- Short exercise: Every line in the listing is to be echoed verbatim.

- Record set:

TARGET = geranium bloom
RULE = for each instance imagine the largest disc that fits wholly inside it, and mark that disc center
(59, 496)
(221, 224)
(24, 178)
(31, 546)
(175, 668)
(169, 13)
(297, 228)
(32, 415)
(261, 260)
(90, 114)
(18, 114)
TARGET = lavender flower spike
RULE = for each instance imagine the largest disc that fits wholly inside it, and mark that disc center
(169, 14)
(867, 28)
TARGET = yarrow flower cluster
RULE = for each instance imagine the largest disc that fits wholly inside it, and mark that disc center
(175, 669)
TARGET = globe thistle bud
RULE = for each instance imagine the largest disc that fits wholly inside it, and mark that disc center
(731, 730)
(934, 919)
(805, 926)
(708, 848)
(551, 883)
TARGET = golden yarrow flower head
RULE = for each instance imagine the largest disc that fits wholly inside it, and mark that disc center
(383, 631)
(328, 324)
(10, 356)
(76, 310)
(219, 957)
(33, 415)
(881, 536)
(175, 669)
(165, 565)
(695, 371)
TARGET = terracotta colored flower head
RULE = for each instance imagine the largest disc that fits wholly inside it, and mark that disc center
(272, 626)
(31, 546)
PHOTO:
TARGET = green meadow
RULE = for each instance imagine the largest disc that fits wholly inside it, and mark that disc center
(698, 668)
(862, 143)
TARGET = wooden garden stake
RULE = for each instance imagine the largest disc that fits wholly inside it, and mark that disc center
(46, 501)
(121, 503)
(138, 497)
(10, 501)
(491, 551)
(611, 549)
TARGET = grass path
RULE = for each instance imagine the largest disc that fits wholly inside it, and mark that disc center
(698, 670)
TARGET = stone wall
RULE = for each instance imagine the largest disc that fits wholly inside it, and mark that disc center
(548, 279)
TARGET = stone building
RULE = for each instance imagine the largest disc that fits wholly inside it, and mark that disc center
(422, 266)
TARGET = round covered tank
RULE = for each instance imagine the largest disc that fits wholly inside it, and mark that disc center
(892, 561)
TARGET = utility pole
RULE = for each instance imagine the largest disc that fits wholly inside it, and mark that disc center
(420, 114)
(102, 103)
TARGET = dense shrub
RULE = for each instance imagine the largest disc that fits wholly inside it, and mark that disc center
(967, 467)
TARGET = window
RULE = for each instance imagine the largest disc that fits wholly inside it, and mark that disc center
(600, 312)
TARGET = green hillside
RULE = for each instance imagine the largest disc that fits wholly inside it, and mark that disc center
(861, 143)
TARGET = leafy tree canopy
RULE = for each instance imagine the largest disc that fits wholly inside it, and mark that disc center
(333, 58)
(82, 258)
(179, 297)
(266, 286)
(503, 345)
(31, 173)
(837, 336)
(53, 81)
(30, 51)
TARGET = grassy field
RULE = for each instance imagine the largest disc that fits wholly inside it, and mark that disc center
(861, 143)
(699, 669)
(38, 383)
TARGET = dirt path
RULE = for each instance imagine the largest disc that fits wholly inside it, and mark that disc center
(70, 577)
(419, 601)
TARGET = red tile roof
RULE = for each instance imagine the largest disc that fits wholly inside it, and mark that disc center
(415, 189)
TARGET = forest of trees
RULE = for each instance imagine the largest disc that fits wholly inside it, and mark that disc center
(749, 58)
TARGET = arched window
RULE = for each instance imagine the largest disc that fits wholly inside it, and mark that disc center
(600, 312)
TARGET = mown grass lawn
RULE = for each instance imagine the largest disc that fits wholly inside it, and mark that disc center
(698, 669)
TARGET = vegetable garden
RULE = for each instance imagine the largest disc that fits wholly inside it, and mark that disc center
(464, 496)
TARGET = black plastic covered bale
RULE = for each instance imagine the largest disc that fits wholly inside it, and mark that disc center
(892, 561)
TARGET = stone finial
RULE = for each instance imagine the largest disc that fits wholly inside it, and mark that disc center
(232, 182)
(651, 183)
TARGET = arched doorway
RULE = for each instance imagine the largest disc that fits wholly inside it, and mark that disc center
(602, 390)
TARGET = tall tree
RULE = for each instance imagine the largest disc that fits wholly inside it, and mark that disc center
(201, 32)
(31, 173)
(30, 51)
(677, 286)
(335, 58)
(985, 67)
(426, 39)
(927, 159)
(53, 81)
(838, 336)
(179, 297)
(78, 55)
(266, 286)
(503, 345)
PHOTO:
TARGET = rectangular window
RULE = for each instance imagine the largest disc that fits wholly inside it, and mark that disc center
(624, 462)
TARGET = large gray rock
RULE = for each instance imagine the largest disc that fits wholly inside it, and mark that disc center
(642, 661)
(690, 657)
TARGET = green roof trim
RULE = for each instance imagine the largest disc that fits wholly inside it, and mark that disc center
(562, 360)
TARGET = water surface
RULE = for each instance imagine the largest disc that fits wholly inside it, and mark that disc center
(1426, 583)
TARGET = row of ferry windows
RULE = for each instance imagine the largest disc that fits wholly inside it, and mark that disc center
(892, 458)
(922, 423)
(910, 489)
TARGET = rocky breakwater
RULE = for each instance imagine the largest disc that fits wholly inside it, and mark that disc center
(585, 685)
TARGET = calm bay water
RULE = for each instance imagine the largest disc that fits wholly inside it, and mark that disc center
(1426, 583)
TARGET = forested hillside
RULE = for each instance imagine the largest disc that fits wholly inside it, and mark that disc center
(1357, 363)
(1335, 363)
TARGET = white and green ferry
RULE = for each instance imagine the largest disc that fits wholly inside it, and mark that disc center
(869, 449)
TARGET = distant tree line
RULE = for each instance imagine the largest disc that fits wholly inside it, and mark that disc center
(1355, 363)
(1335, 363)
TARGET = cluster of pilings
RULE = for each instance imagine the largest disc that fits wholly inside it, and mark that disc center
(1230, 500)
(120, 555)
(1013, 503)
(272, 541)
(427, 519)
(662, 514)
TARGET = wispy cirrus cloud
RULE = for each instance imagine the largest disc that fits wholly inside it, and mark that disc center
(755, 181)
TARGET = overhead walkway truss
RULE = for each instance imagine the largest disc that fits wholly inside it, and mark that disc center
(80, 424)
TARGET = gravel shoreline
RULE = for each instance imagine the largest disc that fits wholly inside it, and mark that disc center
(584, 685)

- Reply to the exercise:
TARGET = geranium bloom
RULE = for each instance imagine the largest disc that fits wholly inside it, and mark that disc center
(59, 496)
(221, 224)
(24, 178)
(31, 546)
(175, 668)
(169, 13)
(297, 228)
(32, 415)
(261, 260)
(90, 114)
(18, 114)
TARGET = lavender flower spike
RULE = for each instance imagine the largest disc that fits wholly inside it, and mark that disc center
(169, 14)
(867, 28)
TARGET = yarrow flower cluster
RULE = for each instance imagine the largest disc that fits wholly inside it, and mark that disc center
(175, 669)
TARGET = globe thistle bud
RULE = for each instance imagine the largest disc that fits wholly inside it, and mark that disc center
(731, 730)
(934, 919)
(805, 926)
(708, 848)
(551, 883)
TARGET = golden yarrow flower head
RULE = for each instance imagine the largest disc that fits wholly inside it, and mark that disc center
(383, 631)
(328, 324)
(10, 356)
(76, 310)
(219, 957)
(33, 415)
(881, 536)
(175, 669)
(165, 565)
(695, 371)
TARGET = terracotta colored flower head
RULE = for each instance imagine the largest disc that fits wholly inside it, and mark that disc center
(272, 626)
(31, 546)
PHOTO:
TARGET = green meadow
RULE = for each instance imagine the largest disc that fits wholly inside it, and mark that disc center
(698, 668)
(862, 143)
TARGET = wooden garden stake
RULE = for each instance imagine the largest disc that fits wholly inside it, and mark that disc center
(46, 501)
(121, 503)
(138, 497)
(10, 501)
(491, 551)
(611, 549)
TARGET = grass path
RULE = for each instance imagine the largest disc that fits wholly inside it, and mark that disc center
(698, 670)
TARGET = stone wall
RULE = for each instance imagine the largest disc that fits wholly inside it, and mark that disc center
(548, 279)
TARGET = stone building
RULE = for each instance imagine the largest disc that fits wholly inside it, and mark that disc center
(422, 266)
TARGET = round covered tank
RULE = for each instance imagine the largest disc that fits wholly inside it, and mark that disc center
(892, 561)
TARGET = utility pole
RULE = for each instance imagine the largest disc that fits wholly inside it, and mark that disc center
(420, 114)
(102, 103)
TARGET = dense shrub
RULE = for each instance imagine the largest disc that fits wholly inside it, and mark that disc center
(967, 467)
TARGET = window
RULE = for each instance imagine the largest disc that fits wholly inside it, and mark that disc center
(600, 312)
TARGET = green hillside
RULE = for each instance imagine the largest disc that fits wholly inside it, and mark that disc center
(861, 143)
TARGET = leafy tree canopy
RULE = for each instance imagine the largest disc that fits wholly inside it, and mark that disc center
(333, 58)
(82, 258)
(179, 297)
(266, 286)
(503, 345)
(31, 173)
(837, 336)
(53, 81)
(30, 51)
TARGET = grassy field
RULE = for each instance imagine the largest disc that fits wholly inside it, and mark that disc center
(861, 143)
(699, 669)
(38, 383)
TARGET = dirt path
RULE = for each instance imagine the largest disc that fits wholly inside it, and mark that disc center
(70, 577)
(419, 601)
TARGET = red tile roof
RULE = for each instance imagine the largest disc that fits wholly inside it, and mark that disc center
(415, 189)
TARGET = forest of trees
RULE = for each instance imagine the largest disc that fits wholly inside it, and mark that disc center
(749, 58)
TARGET = arched window
RULE = for each instance imagine the largest disc that fits wholly inside it, and mark that disc center
(600, 312)
TARGET = mown grass lawn
RULE = for each instance imagine the largest disc that fits wholly inside it, and mark that disc center
(698, 669)
TARGET = vegetable garden
RULE = for each instance imagine the largest disc that fits wholly inside it, and mark that disc center
(464, 496)
TARGET = black plastic covered bale
RULE = for each instance imagine the largest disc that fits wholly inside it, and mark that disc center
(892, 561)
TARGET = stone finial
RULE = for each instance imagine the largest disc that fits wholly inside it, and mark that disc center
(232, 182)
(651, 183)
TARGET = arched doorway
RULE = for each instance imagine the largest disc that fits wholly inside it, and mark that disc center
(602, 390)
TARGET = tall tree
RULE = for each instance imagine the largest disc that fits wholly inside it, and mark that disc center
(201, 32)
(31, 173)
(30, 51)
(677, 286)
(335, 58)
(985, 67)
(426, 39)
(927, 159)
(53, 81)
(838, 336)
(179, 297)
(78, 55)
(266, 286)
(503, 345)
PHOTO:
TARGET = rectangular window
RULE = for each instance imagine the largest disc that fits wholly inside it, and mark that disc center
(624, 462)
TARGET = large gray rock
RULE = for each instance imagine the largest disc that fits wholly inside it, and mark that disc center
(642, 661)
(690, 657)
TARGET = green roof trim
RULE = for each instance imagine the largest disc that fits wholly inside it, and mark that disc center
(562, 360)
TARGET = water surface
RULE = for each instance imagine the largest disc that fits wholly inside it, and mark that disc center
(1426, 583)
TARGET = row of ferry windows
RULE = for each instance imagine the largest disc that fits wholly inside it, and mark that disc center
(892, 458)
(922, 423)
(910, 489)
TARGET = rocky breakwater
RULE = for each instance imagine the largest disc that fits wholly inside it, and mark that disc center
(585, 685)
TARGET = calm bay water
RULE = for each instance imagine the largest disc that fits wholly inside it, and mark that disc center
(1426, 583)
TARGET = forested hillside
RULE = for each instance imagine the largest disc that fits wholly inside it, and mark that disc center
(1357, 363)
(1335, 363)
TARGET = white and green ferry
RULE = for each instance imagine the largest disc that fits wholly inside it, and mark that disc center
(869, 449)
TARGET = distant tree line
RULE = for each instance imagine the largest disc that fits wholly inside it, and mark that disc center
(1355, 363)
(1335, 363)
TARGET = cluster of pilings
RULE = for each instance imagine the largest disc that fits wholly inside it, and mark that disc center
(1230, 500)
(120, 555)
(1013, 503)
(272, 541)
(427, 519)
(662, 514)
TARGET = wispy cirrus cloud
RULE = for each instance imagine the largest disc that fits wholly inside it, and mark that disc center
(755, 181)
TARGET = overhead walkway truss
RULE = for each instance imagine the largest disc that fits wholly inside it, and mark that disc center
(80, 424)
TARGET = gravel shoreline
RULE = for each instance imagine the largest disc that fits wholly inside it, and mark that disc center
(584, 685)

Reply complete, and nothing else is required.